Gib bitte alle folgenden Zeilen als nummerierte Liste wieder und lass Leerzeilen weg.

▶ [Vorliegende Zeilen]
# # # # #

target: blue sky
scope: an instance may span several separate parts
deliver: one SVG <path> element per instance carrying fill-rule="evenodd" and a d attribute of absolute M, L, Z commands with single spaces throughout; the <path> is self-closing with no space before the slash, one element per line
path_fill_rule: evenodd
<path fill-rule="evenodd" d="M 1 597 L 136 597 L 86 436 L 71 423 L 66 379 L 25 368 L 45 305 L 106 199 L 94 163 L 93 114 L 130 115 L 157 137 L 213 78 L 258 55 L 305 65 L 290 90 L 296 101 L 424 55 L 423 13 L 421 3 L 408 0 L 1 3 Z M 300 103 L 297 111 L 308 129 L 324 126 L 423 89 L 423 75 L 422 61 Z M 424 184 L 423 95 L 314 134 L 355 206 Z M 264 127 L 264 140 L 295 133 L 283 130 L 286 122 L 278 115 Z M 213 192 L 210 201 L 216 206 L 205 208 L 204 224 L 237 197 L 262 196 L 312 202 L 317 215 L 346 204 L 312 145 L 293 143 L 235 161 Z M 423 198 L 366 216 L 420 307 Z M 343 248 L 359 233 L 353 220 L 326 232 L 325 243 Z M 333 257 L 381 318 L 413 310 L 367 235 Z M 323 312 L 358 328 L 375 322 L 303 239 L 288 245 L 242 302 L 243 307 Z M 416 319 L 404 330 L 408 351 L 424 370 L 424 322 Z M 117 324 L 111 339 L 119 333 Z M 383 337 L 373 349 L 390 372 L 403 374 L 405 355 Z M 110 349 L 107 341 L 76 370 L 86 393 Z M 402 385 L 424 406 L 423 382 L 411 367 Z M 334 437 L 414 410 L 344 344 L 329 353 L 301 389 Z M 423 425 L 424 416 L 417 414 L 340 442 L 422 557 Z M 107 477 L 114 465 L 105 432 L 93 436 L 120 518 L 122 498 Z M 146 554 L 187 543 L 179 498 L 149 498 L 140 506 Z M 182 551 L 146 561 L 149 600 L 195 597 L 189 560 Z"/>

# # # # #

▶ [Lösung]
1. target: blue sky
2. scope: an instance may span several separate parts
3. deliver: one SVG <path> element per instance carrying fill-rule="evenodd" and a d attribute of absolute M, L, Z commands with single spaces throughout; the <path> is self-closing with no space before the slash, one element per line
4. path_fill_rule: evenodd
5. <path fill-rule="evenodd" d="M 1 597 L 136 597 L 86 436 L 71 423 L 66 379 L 25 368 L 45 305 L 106 199 L 94 163 L 93 114 L 130 115 L 157 137 L 213 78 L 258 55 L 305 65 L 290 90 L 296 101 L 424 55 L 423 13 L 421 3 L 408 0 L 1 3 Z M 300 103 L 297 111 L 308 129 L 324 126 L 423 89 L 423 75 L 422 61 Z M 424 184 L 423 95 L 314 134 L 355 206 Z M 264 127 L 264 140 L 295 133 L 283 130 L 286 122 L 278 115 Z M 213 192 L 210 201 L 216 206 L 205 208 L 204 224 L 237 197 L 262 196 L 312 202 L 317 215 L 346 204 L 312 145 L 293 143 L 235 161 Z M 423 198 L 366 216 L 420 307 Z M 343 248 L 359 233 L 353 220 L 326 232 L 325 243 Z M 333 257 L 381 318 L 413 310 L 367 235 Z M 323 312 L 358 328 L 375 322 L 303 239 L 288 245 L 242 302 L 243 307 Z M 416 319 L 404 330 L 408 351 L 424 370 L 424 322 Z M 117 324 L 111 339 L 119 333 Z M 383 337 L 373 349 L 390 372 L 403 374 L 405 355 Z M 110 349 L 107 341 L 76 370 L 86 393 Z M 402 385 L 424 406 L 423 382 L 411 367 Z M 334 437 L 414 410 L 344 344 L 329 353 L 301 389 Z M 423 425 L 424 416 L 417 414 L 340 442 L 422 557 Z M 107 477 L 114 465 L 105 432 L 93 436 L 120 518 L 122 498 Z M 146 554 L 187 543 L 179 498 L 149 498 L 140 506 Z M 182 551 L 146 561 L 149 600 L 195 597 L 189 560 Z"/>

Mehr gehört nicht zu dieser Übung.